- TASK INPUT -
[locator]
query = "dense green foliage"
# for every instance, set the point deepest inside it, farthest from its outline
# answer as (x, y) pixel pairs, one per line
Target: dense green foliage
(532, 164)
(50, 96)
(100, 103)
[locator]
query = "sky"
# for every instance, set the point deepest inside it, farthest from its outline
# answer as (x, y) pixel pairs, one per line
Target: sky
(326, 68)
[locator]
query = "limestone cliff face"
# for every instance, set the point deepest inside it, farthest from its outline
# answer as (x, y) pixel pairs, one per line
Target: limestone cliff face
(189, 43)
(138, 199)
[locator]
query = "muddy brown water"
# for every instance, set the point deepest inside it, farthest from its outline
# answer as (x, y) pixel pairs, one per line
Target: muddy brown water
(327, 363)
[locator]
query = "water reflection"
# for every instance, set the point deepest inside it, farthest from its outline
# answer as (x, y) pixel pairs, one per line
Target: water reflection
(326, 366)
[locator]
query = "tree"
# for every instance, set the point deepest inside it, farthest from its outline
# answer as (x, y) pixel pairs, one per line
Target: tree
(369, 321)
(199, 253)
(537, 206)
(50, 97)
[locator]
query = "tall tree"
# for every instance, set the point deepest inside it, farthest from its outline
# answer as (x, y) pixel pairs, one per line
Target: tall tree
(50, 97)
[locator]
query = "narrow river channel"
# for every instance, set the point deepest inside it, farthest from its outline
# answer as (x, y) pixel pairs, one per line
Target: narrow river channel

- SET PROBLEM -
Copy out the whole listing exactly; please set it all down.

- ANSWER IN FULL -
[locator]
query = "dense green foliage"
# for every instance, set the point deepest inside it, farthest from its outline
# answer as (x, y) pixel pairs, one per line
Target: dense green foliage
(532, 164)
(50, 96)
(100, 103)
[locator]
query = "sky"
# for every instance, set the point deepest inside it, farthest from its outline
# answer as (x, y) pixel pairs, one per line
Target: sky
(326, 68)
[locator]
query = "limestone cliff face"
# for every instance, set the point deepest inside it, farthest from its outline
# answer as (x, y) pixel pairs, one per line
Target: limestone cliff face
(189, 43)
(138, 199)
[locator]
query = "muddy brown water"
# for every instance, set the point deepest inside it, farthest from its outline
# answer as (x, y) pixel pairs, one per line
Target: muddy brown water
(327, 363)
[locator]
query = "water reflection"
# for every instance, set the point deepest inside it, farthest from its outline
# answer as (x, y) pixel pairs, one per line
Target: water reflection
(326, 366)
[locator]
query = "tree"
# for every instance, set the point deepest inside it, farthest from its outline
# answer as (x, y) pixel pairs, one per line
Target: tree
(369, 321)
(199, 253)
(537, 206)
(50, 97)
[locator]
query = "tall tree"
# for every instance, set the point deepest inside it, farthest from its outline
# answer as (x, y) pixel pairs, one per line
Target: tall tree
(50, 97)
[locator]
query = "narrow river channel"
# for every instance, set the point deepest inside it, farthest from its outline
# answer as (x, y) pixel pairs, one per line
Target: narrow river channel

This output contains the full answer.